◆ **Zitierter Abschnitt**:
-*-
Der zunehmende Wirtschaftslobbyismus im Schulwesen führt zu einem verengten und funktionalistischen Bildungsverständnis. Ökonomische und finanzielle Bildung muss hingegen Wirtschaft, Politik und Gesellschaft sinnvoll verbinden.

Wovon Wirtschaftslobbyisten träumen … (Foto: mauritius images/Mahmoud tawakal/Alamy)

Es vergeht kein Jahr, in dem nicht mindestens eine Studie in Deutschland erscheint, die jungen Menschen große Wissenslücken beim Thema Wirtschaft und Finanzen bescheinigt. Sie stammen zumeist von Organisationen der Finanz- und Versicherungsbranche. Auch steigt die Zahl kostenloser Unterrichtsmaterialien. Unter Titeln wie „So geht Geld!“, „Hoch im Kurs“ oder „My Finance Coach“ nehmen sie für sich in Anspruch, einschlägiges Wissen über Finanzen, Geldanlagen oder private Altersvorsorge zu vermitteln.
-*-
(Zeilen mit Koordinatenannotationen)
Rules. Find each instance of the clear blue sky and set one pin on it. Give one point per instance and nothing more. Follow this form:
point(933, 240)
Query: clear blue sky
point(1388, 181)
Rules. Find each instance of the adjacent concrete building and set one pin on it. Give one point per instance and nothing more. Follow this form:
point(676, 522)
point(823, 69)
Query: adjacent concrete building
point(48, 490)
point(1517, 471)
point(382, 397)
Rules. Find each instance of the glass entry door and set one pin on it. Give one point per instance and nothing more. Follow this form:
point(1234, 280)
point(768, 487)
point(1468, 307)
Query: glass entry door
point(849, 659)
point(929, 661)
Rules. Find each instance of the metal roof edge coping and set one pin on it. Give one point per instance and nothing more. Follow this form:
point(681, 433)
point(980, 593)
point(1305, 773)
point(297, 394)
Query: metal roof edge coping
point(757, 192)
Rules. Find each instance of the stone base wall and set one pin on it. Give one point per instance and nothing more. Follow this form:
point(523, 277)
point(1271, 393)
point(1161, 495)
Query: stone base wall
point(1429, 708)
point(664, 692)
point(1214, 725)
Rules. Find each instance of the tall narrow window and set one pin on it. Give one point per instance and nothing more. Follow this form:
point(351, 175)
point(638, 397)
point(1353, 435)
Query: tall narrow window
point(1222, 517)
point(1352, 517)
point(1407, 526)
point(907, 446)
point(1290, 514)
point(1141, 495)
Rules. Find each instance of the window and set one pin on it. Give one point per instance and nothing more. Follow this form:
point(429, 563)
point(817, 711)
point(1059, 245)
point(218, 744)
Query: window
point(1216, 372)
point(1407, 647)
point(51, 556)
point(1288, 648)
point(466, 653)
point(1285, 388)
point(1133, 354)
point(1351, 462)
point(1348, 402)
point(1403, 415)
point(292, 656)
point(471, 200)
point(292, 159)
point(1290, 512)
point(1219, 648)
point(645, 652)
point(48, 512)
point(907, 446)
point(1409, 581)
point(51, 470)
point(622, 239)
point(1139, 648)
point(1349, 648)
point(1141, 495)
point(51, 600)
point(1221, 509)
-*-
◆ **Folgendes bearbeiten**:
**A)** Prüfen Sie, ob die folgenden Aussagen mit dem Text über Wirtschaftslobbyismus im Schulwesen übereinstimmen, und belegen Sie jede Antwort mit einem wörtlichen Zitat: (i) Die Studien über Wissenslücken junger Menschen stammen zumeist von Organisationen der Finanz- und Versicherungsbranche. (ii) Die Zahl kostenloser Unterrichtsmaterialien geht zurück. (iii) Solche Studien erscheinen in Deutschland nur alle paar Jahre.
**B)** Führen Sie den Text über Wirtschaftslobbyismus im Schulwesen im Anschluss an seinen letzten Satz weiter.

◆ **Lösungen zur Übung**:
**A)**
(i) Ja: „Sie stammen zumeist von Organisationen der Finanz- und Versicherungsbranche.“
(ii) Nein: „Auch steigt die Zahl kostenloser Unterrichtsmaterialien.“
(iii) Nein: „Es vergeht kein Jahr, in dem nicht mindestens eine Studie in Deutschland erscheint“

**B)**
„Ich bin fast 18 und hab keine Ahnung von Steuern, Miete oder Versicherungen. Aber ich kann ‚ne Gedichtsanalyse schreiben. In vier Sprachen.“ Mit diesem Tweet hatte eine 17-jährige Abiturientin Anfang 2015 eine hitzige Diskussion über Schule und Bildungsinhalte ausgelöst, die nicht zuletzt den Vertretern der Finanzbildung sehr gelegen kam und bis heute für Forderungen Pate steht wie: „Wer lernt, Gedichte zu interpretieren, sollte auch den eigenen Handyvertrag verstehen.“ So Hubertus Pellengahr, Geschäftsführer der arbeitgebernahen Initiative Neue Soziale Marktwirtschaft (INSM) 2019.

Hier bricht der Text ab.